[Position identification records]
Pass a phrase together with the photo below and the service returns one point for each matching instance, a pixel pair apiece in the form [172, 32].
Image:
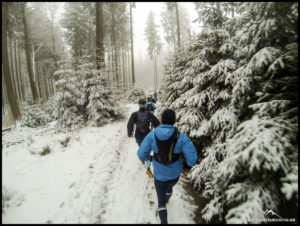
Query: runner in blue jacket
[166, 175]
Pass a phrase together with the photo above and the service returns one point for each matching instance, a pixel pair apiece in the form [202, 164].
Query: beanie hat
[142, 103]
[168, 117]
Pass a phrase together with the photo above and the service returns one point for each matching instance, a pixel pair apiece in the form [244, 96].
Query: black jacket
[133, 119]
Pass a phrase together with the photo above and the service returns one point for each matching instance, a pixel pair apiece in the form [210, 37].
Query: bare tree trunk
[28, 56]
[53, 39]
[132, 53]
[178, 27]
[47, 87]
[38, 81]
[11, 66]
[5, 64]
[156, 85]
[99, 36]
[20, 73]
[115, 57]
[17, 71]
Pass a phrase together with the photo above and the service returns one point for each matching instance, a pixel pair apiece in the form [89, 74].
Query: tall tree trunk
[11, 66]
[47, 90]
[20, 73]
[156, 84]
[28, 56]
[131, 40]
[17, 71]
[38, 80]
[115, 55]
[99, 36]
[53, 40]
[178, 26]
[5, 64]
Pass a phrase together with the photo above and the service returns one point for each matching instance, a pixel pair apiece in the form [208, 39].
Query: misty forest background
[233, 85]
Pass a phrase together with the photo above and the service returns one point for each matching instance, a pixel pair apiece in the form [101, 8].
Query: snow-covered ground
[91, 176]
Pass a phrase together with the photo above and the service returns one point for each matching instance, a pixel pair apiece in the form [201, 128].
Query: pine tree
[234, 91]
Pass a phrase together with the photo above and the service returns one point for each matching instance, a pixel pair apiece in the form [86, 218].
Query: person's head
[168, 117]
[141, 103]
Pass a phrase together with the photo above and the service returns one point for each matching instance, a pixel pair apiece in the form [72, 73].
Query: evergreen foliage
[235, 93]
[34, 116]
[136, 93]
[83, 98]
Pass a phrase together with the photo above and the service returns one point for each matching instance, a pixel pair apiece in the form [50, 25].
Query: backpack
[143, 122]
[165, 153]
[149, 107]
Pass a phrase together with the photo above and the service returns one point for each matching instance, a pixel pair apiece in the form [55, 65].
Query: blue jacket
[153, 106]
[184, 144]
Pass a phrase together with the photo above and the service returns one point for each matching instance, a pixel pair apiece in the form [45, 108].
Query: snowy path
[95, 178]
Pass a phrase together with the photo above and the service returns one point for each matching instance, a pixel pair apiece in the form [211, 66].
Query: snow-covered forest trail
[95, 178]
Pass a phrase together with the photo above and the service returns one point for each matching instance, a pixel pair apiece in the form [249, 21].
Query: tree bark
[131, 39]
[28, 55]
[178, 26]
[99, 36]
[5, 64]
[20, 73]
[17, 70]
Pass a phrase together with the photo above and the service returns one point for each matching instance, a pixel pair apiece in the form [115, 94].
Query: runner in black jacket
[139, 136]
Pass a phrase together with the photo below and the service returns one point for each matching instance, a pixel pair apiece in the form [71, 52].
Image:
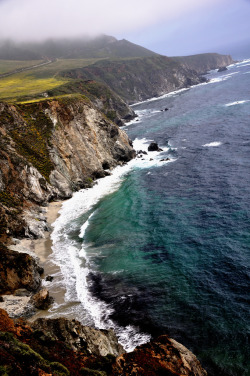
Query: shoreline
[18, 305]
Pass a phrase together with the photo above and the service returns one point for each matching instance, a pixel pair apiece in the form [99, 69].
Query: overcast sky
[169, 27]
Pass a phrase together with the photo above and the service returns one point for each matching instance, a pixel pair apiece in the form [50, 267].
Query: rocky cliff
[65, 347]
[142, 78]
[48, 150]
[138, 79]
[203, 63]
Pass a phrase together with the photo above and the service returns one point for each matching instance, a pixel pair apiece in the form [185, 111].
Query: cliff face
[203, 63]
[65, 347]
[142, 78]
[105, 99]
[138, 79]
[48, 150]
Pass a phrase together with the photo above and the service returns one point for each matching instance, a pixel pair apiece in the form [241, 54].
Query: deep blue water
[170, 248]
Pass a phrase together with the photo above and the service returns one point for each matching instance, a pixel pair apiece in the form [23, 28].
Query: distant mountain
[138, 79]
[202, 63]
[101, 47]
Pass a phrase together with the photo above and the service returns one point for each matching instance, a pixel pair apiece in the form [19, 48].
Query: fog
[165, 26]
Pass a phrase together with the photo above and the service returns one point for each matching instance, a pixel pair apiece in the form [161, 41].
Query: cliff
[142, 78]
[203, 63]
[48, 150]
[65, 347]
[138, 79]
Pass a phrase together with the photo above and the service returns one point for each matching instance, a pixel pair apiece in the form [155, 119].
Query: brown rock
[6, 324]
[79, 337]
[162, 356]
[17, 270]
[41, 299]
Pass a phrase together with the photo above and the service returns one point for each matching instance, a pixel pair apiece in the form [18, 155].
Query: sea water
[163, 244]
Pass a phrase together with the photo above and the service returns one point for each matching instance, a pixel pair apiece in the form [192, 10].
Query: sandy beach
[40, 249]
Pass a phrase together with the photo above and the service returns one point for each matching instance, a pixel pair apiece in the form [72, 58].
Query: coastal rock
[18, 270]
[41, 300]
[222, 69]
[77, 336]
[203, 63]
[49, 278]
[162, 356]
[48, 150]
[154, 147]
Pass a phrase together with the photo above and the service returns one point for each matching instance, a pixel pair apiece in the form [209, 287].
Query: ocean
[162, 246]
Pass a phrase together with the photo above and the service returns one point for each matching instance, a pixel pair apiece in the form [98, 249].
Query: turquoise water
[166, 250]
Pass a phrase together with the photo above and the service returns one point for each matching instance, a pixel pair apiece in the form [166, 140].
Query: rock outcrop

# Set exercise:
Please write out all the data again word for word, but not the pictures.

# Correct answer:
Pass a phrase together with the photo below and the service returns one point for each matching instance, a pixel pair apiece in the form [172, 32].
Image:
Query: runner in blue jacket
[166, 175]
Pass a phrase together with the photo above and the service returns one point for each matching instance, a pixel pair apiece in the form [202, 164].
Query: beanie hat
[142, 103]
[168, 117]
Pass a phrase together with the photo above and the service returns one point for each matching instance, a pixel pair apiece in the form [244, 96].
Query: black jacket
[133, 119]
Pass a phrase together with the photo above and the service returns one point for each matching instance, a pixel pair apiece in the form [210, 37].
Query: bare tree trunk
[28, 56]
[53, 39]
[132, 53]
[178, 27]
[47, 87]
[38, 81]
[11, 66]
[5, 64]
[156, 85]
[99, 36]
[20, 73]
[115, 57]
[17, 71]
Pass a phrase together with the photo above and the service returns one point for each matching instance, a pixel pair apiece in the form [89, 74].
Query: tall tree trunk
[11, 66]
[47, 90]
[20, 73]
[156, 84]
[28, 56]
[131, 40]
[17, 71]
[38, 80]
[115, 55]
[99, 36]
[53, 40]
[178, 26]
[5, 64]
Pass a phrase together with the photo above and the service returns one point for each matching instance, a pixel pair apiece in the form [208, 39].
Query: misty forest background
[233, 85]
Pass a phrase together with the photo above and the service returns one point for each matching instance, a pixel pair apiece in the form [101, 8].
Query: snow-covered ground
[91, 176]
Pass a phrase together with the photo above and the service returns one point for each matching instance, a pixel pair apiece in the form [201, 128].
Query: pine tree
[234, 91]
Pass a phrase together with the photo above and the service returns one point for each matching instance, a pixel pair apiece in the form [86, 218].
Query: person's head
[168, 117]
[141, 103]
Pass a phrase together with the photo above and the service returns one point for each matching instance, a pixel pair apiece in the form [72, 73].
Query: evergreen foliage
[235, 93]
[34, 116]
[136, 93]
[83, 98]
Pass a phrase together with the photo above and the service returns one point for each matching instance, a pixel pair apiece in the form [50, 25].
Query: backpack
[143, 122]
[165, 153]
[149, 107]
Pass a phrase together with the photo above and the service returns one point for each matching instance, a pixel pair apiece in the form [55, 65].
Query: blue jacket
[153, 106]
[184, 144]
Pass a phrase together with the photo above and the service returns one point for each matching instance, a pixel pair apiece in the form [45, 108].
Query: snowy path
[95, 178]
Pass a phrase together with the photo above and the service returns one point for each matching instance, a pixel pair apiece in the form [211, 66].
Query: snow-covered forest trail
[95, 178]
Pass a phrase together with the photo above and the service returns one point for each matching instance, a pixel pair apiece in the form [249, 21].
Query: tree bark
[131, 39]
[28, 55]
[178, 26]
[99, 36]
[5, 64]
[20, 73]
[17, 70]
Pass a phrase together with the photo above and the service returns one point for each matching instance, a pixel pair apiece in the form [115, 94].
Query: runner in black jacket
[139, 136]
Pass a phrase together with the photo below and the service returns one point for each matching instance, a pixel pair apiece in the form [71, 52].
Image:
Query: shoreline
[18, 305]
Pass a phrase together with the photo above and the service returns one point for each matching instance, a pixel pair apiece in the form [99, 69].
Query: overcast sky
[169, 27]
Pass a phrase together with the photo above and the service returns one point for each matching instance, a pixel pair apiece in the form [50, 267].
Query: rocky cliff
[65, 347]
[142, 78]
[48, 150]
[138, 79]
[203, 63]
Pass a phrase together with the photo above and the service returns one point for each matching instance, a pixel pair apiece in the form [185, 111].
Query: cliff face
[203, 63]
[65, 347]
[142, 78]
[105, 99]
[138, 79]
[48, 150]
Pass a phrase together with the photo above and the service returns one point for each matching instance, a pixel pair apiece in the form [241, 54].
Query: deep blue water
[170, 248]
Pass a phrase together with the photo above and the service returns one point for each matching instance, a pixel pair apiece in the form [23, 28].
Query: distant mountain
[138, 79]
[202, 63]
[101, 47]
Pass a phrase together with the photo above and the service returns one point for each matching instance, a pixel pair apiece in the form [19, 48].
Query: fog
[165, 26]
Pass a phrase together with the photo above and the service returns one point for each matching instance, a pixel pair apiece in the form [161, 41].
Query: cliff
[142, 78]
[203, 63]
[48, 150]
[65, 347]
[138, 79]
Pass a phrase together with the photo above and the service returns one point for each matching instance, a pixel pair apiece in the form [155, 119].
Query: brown rock
[6, 324]
[79, 337]
[162, 356]
[17, 270]
[41, 299]
Pass a phrase together with the photo above and the service returns one point for each matching instance, a pixel pair apiece in the form [18, 155].
Query: sea water
[163, 244]
Pass a phrase together with the photo above and the service returns one point for each matching instance, a pixel pair apiece in the form [192, 10].
Query: sandy beach
[40, 249]
Pass a phrase together with the photo above and the service returns one point for each matching instance, a pixel pair apiece in the form [72, 58].
Query: coastal rock
[18, 270]
[41, 300]
[222, 69]
[77, 336]
[203, 63]
[49, 278]
[162, 356]
[48, 150]
[154, 147]
Pass a phrase together with the photo above and the service returns one point for each matching instance, a pixel pair apiece in the form [209, 287].
Query: ocean
[162, 246]
Pass a phrase together with the photo above and the service returns one point for each matching instance, a pixel pair apiece in the form [98, 249].
Query: turquoise water
[166, 250]
Pass a phrase together with the photo above and the service returns one point for each matching instance, a pixel pair apiece in the form [166, 140].
Query: rock outcrop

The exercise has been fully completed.